◆ Supplied passage:

● ● ● ● ● ● ●

This is ill-formed because FOO has an implicit copy constructor defined as:

FOO(FOO const&);

And you write FOO test = foo; with foo of type volatile FOO, invoking:

FOO(volatile FOO const&);

But references-to-volatile to references-to-non-volatile implicit conversion is ill-formed.

From here, two solutions emerge:

  1. don't make volatile to non-volatile conversions;
  2. define a suited copy constructor or copy the object members "manually";
  3. const_cast can remove the volatile qualifier, but this is undefined behavior to use that if your underlying object is effectively volatile.

Could I possibly use memcopy() for that?

No you cannot, memcpy is incompatible with volatile objects: thre is no overload of it which takes pointers-to-volatile, and there is nothing you can do without invoking undefined behavior.

● ● ● ● ● ● ●

◆ What you will do:
1) Answer these about the passage on copying volatile objects:
(a) What declaration does it give for the implicit copy constructor of FOO?
(b) According to the passage, what can const_cast remove?
(c) What overload does the passage say memcpy lacks?
2) Change "const_cast" to "a cast" and write out the stretch of the passage on copying volatile objects from "1. don't make" through "is effectively volatile.".
3) List every item in the numbered list of the passage on copying volatile objects.
You won't need the entries for this.

◆ Location annotation dataset excerpts:
● ● ● ● ● ● ●

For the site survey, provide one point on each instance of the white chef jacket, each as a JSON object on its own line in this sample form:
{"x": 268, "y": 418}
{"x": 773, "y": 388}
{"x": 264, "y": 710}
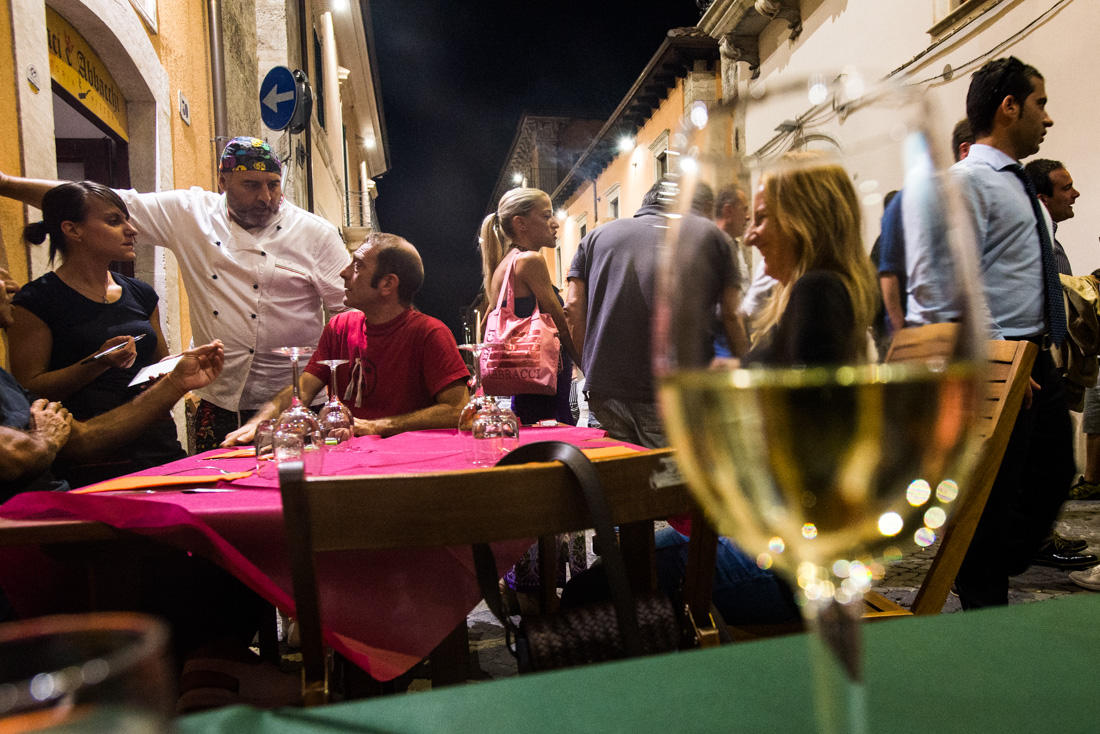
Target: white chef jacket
{"x": 255, "y": 291}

● ● ● ● ● ● ●

◆ Solutions to each task:
1)
(a) FOO(FOO const&);
(b) The volatile qualifier.
(c) An overload that takes pointers-to-volatile.

2)
1. don't make volatile to non-volatile conversions;
  2. define a suited copy constructor or copy the object members "manually";
  3. a cast can remove the volatile qualifier, but this is undefined behavior to use that if your underlying object is effectively volatile.

3)
1. don't make volatile to non-volatile conversions;
2. define a suited copy constructor or copy the object members "manually";
3. const_cast can remove the volatile qualifier, but this is undefined behavior to use that if your underlying object is effectively volatile.